> **Task**
Rewrite the listing below with "white pilaster" changed to "white column" and everything else left as it is. Leave the pictures out of your answer.

Point annotation dataset records:
+--

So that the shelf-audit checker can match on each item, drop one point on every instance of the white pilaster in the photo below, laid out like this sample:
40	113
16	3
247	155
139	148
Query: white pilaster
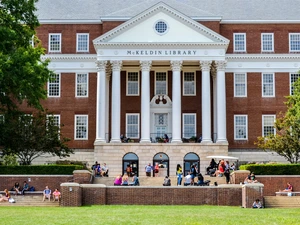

+--

> **Response to this task**
So that the shelf-audit checker can match on each item, drop one point on every instance of the white column in the photo below, laid out like this sample:
40	113
16	3
247	155
139	148
Query: white column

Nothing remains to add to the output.